> Dataset excerpts:
● ● ● ●
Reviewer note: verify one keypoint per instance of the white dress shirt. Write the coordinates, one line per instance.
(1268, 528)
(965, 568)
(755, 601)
● ● ● ●
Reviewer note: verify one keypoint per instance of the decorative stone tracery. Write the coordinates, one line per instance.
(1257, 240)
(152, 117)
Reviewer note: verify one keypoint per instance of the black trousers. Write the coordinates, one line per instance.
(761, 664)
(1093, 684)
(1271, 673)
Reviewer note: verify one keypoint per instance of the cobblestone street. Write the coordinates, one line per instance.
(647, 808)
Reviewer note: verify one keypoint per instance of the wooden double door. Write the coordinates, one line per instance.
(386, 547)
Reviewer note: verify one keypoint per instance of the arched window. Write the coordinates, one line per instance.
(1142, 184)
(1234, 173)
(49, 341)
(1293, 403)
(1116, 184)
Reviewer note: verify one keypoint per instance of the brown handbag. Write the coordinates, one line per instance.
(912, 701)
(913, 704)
● ● ● ●
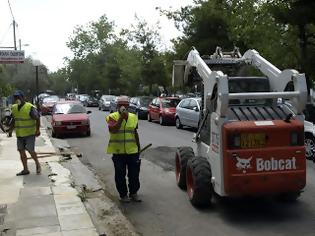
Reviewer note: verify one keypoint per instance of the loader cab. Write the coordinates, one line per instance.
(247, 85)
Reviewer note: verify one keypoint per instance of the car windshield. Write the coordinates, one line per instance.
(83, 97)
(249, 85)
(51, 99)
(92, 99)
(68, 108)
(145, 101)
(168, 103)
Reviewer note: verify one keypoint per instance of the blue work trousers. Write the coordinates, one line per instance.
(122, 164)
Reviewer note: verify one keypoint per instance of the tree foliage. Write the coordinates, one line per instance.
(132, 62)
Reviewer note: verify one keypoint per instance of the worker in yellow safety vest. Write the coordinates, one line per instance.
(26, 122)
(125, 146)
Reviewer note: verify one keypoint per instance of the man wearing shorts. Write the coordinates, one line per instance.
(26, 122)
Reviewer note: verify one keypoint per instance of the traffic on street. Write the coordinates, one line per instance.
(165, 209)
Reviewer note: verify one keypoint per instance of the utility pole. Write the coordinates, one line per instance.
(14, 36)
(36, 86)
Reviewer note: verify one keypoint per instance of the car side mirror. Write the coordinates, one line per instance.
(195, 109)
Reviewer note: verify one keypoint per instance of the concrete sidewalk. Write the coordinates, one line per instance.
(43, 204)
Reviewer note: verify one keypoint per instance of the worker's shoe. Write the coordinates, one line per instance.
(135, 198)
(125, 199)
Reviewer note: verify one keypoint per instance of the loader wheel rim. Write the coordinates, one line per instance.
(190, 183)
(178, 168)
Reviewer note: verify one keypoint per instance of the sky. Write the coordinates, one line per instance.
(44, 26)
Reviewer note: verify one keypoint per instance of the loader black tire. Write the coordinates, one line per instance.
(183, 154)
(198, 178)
● ● ● ●
> Task statement: Put the lines from the one containing "tracery. Write the coordinates, one line per instance." through the one containing "(1116, 184)", both included, into a Markdown table with the columns Row and Line, numbering each row and leaving out blank lines.

> Written reply:
| Row | Line |
|---|---|
| 1 | Reviewer note: verify one keypoint per instance of the decorative stone tracery. Write the coordinates, one line per instance. |
| 2 | (1257, 240) |
| 3 | (152, 117) |
| 4 | Reviewer note: verify one keypoint per instance of the black trousers. Write the coordinates, one line per instance. |
| 5 | (761, 664) |
| 6 | (1093, 684) |
| 7 | (1271, 673) |
| 8 | Reviewer note: verify one keypoint per instance of the cobblestone street. Write the coordinates, one line per instance. |
| 9 | (647, 808) |
| 10 | Reviewer note: verify one keypoint per instance of the wooden double door. Write the coordinates, one line per instance. |
| 11 | (386, 547) |
| 12 | Reviewer note: verify one keypoint per instance of the arched window. Write the coordinates, one line per instance. |
| 13 | (1142, 184) |
| 14 | (1234, 173) |
| 15 | (49, 341) |
| 16 | (1293, 403) |
| 17 | (1116, 184) |